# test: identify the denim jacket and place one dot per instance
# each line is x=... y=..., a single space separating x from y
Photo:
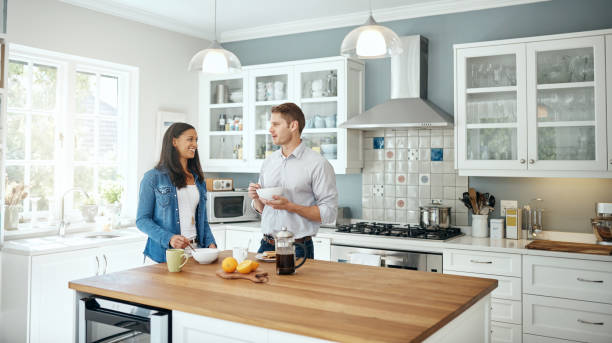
x=158 y=214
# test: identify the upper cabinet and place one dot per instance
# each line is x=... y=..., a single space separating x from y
x=533 y=107
x=235 y=112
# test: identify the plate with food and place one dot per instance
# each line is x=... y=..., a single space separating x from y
x=267 y=256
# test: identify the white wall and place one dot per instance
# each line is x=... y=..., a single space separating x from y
x=161 y=56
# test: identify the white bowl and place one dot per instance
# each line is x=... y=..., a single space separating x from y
x=205 y=255
x=268 y=193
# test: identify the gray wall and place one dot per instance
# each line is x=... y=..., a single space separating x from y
x=570 y=201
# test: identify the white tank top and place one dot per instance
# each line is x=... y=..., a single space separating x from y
x=188 y=199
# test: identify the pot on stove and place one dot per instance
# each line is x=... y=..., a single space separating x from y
x=434 y=217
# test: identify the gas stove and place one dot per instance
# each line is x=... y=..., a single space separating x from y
x=397 y=230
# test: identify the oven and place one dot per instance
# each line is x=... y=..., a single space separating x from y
x=412 y=260
x=103 y=320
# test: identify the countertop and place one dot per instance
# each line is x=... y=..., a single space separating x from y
x=333 y=301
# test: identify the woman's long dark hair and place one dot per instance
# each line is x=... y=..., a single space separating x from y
x=169 y=158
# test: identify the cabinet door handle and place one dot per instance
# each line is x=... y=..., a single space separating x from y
x=587 y=280
x=588 y=322
x=105 y=263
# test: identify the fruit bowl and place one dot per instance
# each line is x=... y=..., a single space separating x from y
x=269 y=193
x=205 y=255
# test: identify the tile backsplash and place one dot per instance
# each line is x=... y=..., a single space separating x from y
x=405 y=169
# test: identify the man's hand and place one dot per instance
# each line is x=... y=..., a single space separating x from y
x=279 y=203
x=179 y=242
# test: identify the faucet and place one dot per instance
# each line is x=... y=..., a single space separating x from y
x=61 y=230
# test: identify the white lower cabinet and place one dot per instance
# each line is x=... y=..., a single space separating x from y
x=568 y=319
x=505 y=333
x=37 y=305
x=322 y=248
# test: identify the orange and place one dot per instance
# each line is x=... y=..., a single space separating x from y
x=229 y=264
x=245 y=267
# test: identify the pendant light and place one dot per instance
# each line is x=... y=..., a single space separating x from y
x=370 y=41
x=215 y=59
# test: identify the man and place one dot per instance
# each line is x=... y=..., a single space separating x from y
x=308 y=180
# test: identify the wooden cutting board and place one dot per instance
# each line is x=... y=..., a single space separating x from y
x=258 y=277
x=582 y=248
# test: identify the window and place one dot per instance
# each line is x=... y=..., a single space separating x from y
x=67 y=124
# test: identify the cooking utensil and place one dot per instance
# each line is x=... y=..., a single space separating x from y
x=472 y=193
x=434 y=217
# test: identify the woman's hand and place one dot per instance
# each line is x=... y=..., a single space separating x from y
x=179 y=242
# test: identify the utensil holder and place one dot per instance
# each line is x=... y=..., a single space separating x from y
x=480 y=227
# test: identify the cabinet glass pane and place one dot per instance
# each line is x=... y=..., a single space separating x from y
x=262 y=117
x=226 y=91
x=324 y=143
x=225 y=147
x=567 y=104
x=321 y=83
x=320 y=115
x=264 y=146
x=271 y=88
x=491 y=108
x=491 y=144
x=226 y=119
x=560 y=66
x=566 y=143
x=491 y=71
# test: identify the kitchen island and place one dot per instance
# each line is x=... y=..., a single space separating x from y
x=323 y=301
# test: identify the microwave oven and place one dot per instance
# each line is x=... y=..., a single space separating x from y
x=224 y=207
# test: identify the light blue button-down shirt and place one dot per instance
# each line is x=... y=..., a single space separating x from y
x=307 y=179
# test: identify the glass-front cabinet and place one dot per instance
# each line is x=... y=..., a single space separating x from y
x=329 y=91
x=492 y=127
x=566 y=104
x=533 y=108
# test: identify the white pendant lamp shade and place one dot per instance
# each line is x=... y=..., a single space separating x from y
x=215 y=60
x=371 y=41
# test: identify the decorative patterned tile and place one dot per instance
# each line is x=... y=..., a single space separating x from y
x=413 y=142
x=401 y=191
x=400 y=203
x=379 y=143
x=424 y=142
x=424 y=154
x=437 y=154
x=390 y=154
x=401 y=142
x=437 y=142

========

**WHAT THE EXERCISE ASKS**: Arrange every line of the listing above as a numbered list, skipping blank lines and omitting the pictures.

**REPLY**:
1. # test: identify the denim jacket and place one dot per instance
2. # each line is x=... y=..., a single space separating x from y
3. Photo:
4. x=158 y=214
5. # test: identify the upper cabinet and place one dot per instance
6. # each line is x=... y=..., a single space separating x from y
7. x=533 y=107
8. x=235 y=112
9. # test: identify the plate with food and place one dot per instance
10. # each line is x=... y=..., a single space separating x from y
11. x=267 y=256
12. # test: identify the white wall and place one dot per instance
13. # each line is x=... y=..., a single space separating x from y
14. x=161 y=56
15. # test: identify the white bowl and place one dot per instance
16. # each line is x=... y=..., a single space separating x from y
17. x=205 y=255
18. x=268 y=193
19. # test: identify the gray wall and place one dot per instance
20. # each line is x=... y=..., a single space separating x from y
21. x=570 y=201
22. # test: identify the white tank top and place one dot per instance
23. # each line is x=... y=..., a single space separating x from y
24. x=188 y=199
25. # test: identify the pot on stove and place one dot per instance
26. # each line is x=... y=..., a single space separating x from y
27. x=434 y=217
28. # test: identify the gas stove and place one dot per instance
29. # each line is x=... y=..., a single space separating x from y
30. x=397 y=230
31. # test: identify the oven and place one dot per instance
32. # each line is x=... y=..., a single space separating x from y
33. x=412 y=260
34. x=103 y=320
35. # test: identify the countertop and place one dot per instance
36. # each line is x=... y=..., a single space separating x from y
37. x=333 y=301
38. # test: identify the woman's long dark hair and place one dot per instance
39. # each line is x=... y=..., a single space separating x from y
40. x=169 y=158
41. # test: identify the cabinet door handle and place one dot per instance
42. # each line is x=... y=..., a single space separating x from y
43. x=587 y=280
44. x=588 y=322
45. x=105 y=263
46. # test: identify the fruit bowl and place one dot per instance
47. # each line is x=... y=..., a single space separating x from y
48. x=269 y=193
49. x=205 y=255
50. # test: identify the tile backsplash and place one dot per instance
51. # each line is x=... y=..., a single space separating x from y
52. x=405 y=169
53. # test: identify the man's hand and place one dot per instance
54. # each line is x=... y=..., a single space separating x from y
55. x=279 y=203
56. x=179 y=242
57. # test: identify the faucet and place one dot per instance
58. # each line is x=... y=..., a single space separating x from y
59. x=61 y=230
60. # test: identify the white lower cabinet and place one dot per instance
61. # each line is x=... y=..., a single space separating x from y
62. x=568 y=319
63. x=505 y=333
64. x=37 y=305
65. x=322 y=248
66. # test: identify the orange and place one dot per instance
67. # each line is x=... y=..., a single space separating x from y
68. x=229 y=264
69. x=245 y=267
70. # test: identify the pendant light and place one dot per instance
71. # each line is x=... y=..., a single space separating x from y
72. x=370 y=41
73. x=215 y=59
74. # test: identify the man and place one dot per instance
75. # each line is x=... y=..., a single space separating x from y
76. x=308 y=180
77. # test: identify the wooden cutting board and place one dot per instance
78. # each line is x=... y=..., a single space separating x from y
79. x=258 y=277
80. x=582 y=248
81. # test: identify the window and place one dot per instance
82. # each line is x=... y=..., a single space separating x from y
83. x=67 y=124
84. # test: identify the cooking utensil and place one dot per instance
85. # each line is x=... y=..., a single space separating x from y
86. x=472 y=193
87. x=434 y=217
88. # test: identify the woman's hand and place one dot per instance
89. # each line is x=... y=..., a single space separating x from y
90. x=179 y=242
91. # test: identify the utensil holder and place one dot per instance
92. # each line is x=... y=..., a single space separating x from y
93. x=480 y=227
94. # test: identify the cabinet glass pane and place one dot per instance
95. # each line is x=... y=..., a single space separating x from y
96. x=262 y=117
97. x=226 y=91
98. x=324 y=143
99. x=225 y=147
100. x=567 y=104
101. x=321 y=83
102. x=320 y=115
103. x=264 y=146
104. x=271 y=88
105. x=491 y=108
106. x=491 y=144
107. x=226 y=119
108. x=560 y=66
109. x=566 y=143
110. x=491 y=71
111. # test: identify the kitchen island and place one dot per instance
112. # each line is x=... y=..., a single space separating x from y
113. x=323 y=301
114. # test: identify the microwave oven and place one dot per instance
115. # each line is x=... y=..., a single space separating x from y
116. x=224 y=207
117. # test: identify the light blue button-down shirt and place one dot per instance
118. # each line is x=... y=..., a single space separating x from y
119. x=307 y=179
120. # test: identify the glass-front cabinet and place one dot per instance
121. # each line is x=... y=..., a single space separating x from y
122. x=329 y=91
123. x=492 y=127
124. x=566 y=104
125. x=533 y=108
126. # test: identify the white pendant lamp shade and place one dot per instance
127. # each line is x=... y=..., a single space separating x from y
128. x=215 y=60
129. x=371 y=41
130. # test: identify the decorative patterned tile and place one dot per instance
131. # each line is x=... y=..., a single space separating x from y
132. x=413 y=142
133. x=401 y=191
134. x=400 y=203
135. x=379 y=143
136. x=424 y=142
137. x=424 y=154
138. x=437 y=154
139. x=390 y=154
140. x=401 y=142
141. x=437 y=142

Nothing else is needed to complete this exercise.